▶ _ИСПОЛЬЗУЯ СВЕДЕНИЯ_
**1)** Согласуются ли с фрагментом страницы утверждения: (а) репортеры следили за каждым шагом Шарон Стоун; (б) Татьяну Петрову в тексте называют выдающейся русской певицей современности; (в) «Московский комсомолец» отозвался о Шарон Стоун неодобрительно? Ответьте «да» или «нет» на каждое и приведите точную цитату, которая это решает.
**2)** Изложите содержание фрагмента страницы в двух предложениях.

▶ _ФРАГМЕНТ СТРАНИЦЫ_
--------------------------------------------------

Нельзя не замечать в этом совершенно определенной политики, направленной на отвлечение от серьезного восприятия ценностей отечественной культуры и даже охаивание и унижение своих мастеров сцены и превознесение западных.
«Шарон Стоун блестяща! – захлебывается „Московский комсомолец“. – В блистательном до пят золотом парчовом „манто“ проходит маленькой аллеей, ведущей в зал»...
Появление американского «секс-символа» в Москве было окружено таким ажиотажем прессы и телевидения, будто это новое явление Христа народу. Репортеры отслеживали каждый ее шаг. Подробно рассказывалось и показывалось, какая у нее охрана. Расписывалось меню.
А почему, собственно? Зачем? Кто же объяснит замороченной нашей публике, что поклоняется она совсем не выдающейся артистке?
Хоть бы частицу эдакого внимания и эдакой рекламы тем, кто действительно того заслуживает!
Почему не поет в Кремлевском дворце и на телеэкране воистину выдающаяся русская певица современности Татьяна Петрова?
Или талантливая Татьяна Жданова, чье исполнение русских романсов и песен по-настоящему захватывает сердце и поднимает душу? Может, если бы молодые слышали с телеэкрана ее и других таких же прекрасных певцов, слышали русскую и советскую песню, а не постоянный рок-грохот под завывание на чужом языке, что им усиленно навязывается, они бы в конце концов поняли разницу между подлинным искусством и мнимым.

--------------------------------------------------

▶ _ФРАГМЕНТ НАБОРА ДАННЫХ_

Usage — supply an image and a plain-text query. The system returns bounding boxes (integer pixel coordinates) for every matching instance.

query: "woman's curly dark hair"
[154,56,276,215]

--------------------------------------------------

▶ _ОТВЕТЫ НА ЗАДАНИЯ_
**1)**
(а) Да: «Репортеры отслеживали каждый ее шаг».
(б) Да: «воистину выдающаяся русская певица современности Татьяна Петрова».
(в) Нет: «Шарон Стоун блестяща! – захлебывается „Московский комсомолец“».

**2)** Автор видит в шумихе прессы и телевидения вокруг приезда Шарон Стоун в Москву политику унижения отечественных мастеров сцены и превознесения западных и не считает актрису выдающейся. Такого внимания, по мнению автора, заслуживают Татьяна Петрова и Татьяна Жданова, а молодежь, слыша русскую и советскую песню вместо рок-грохота, возможно, поняла бы разницу между подлинным искусством и мнимым.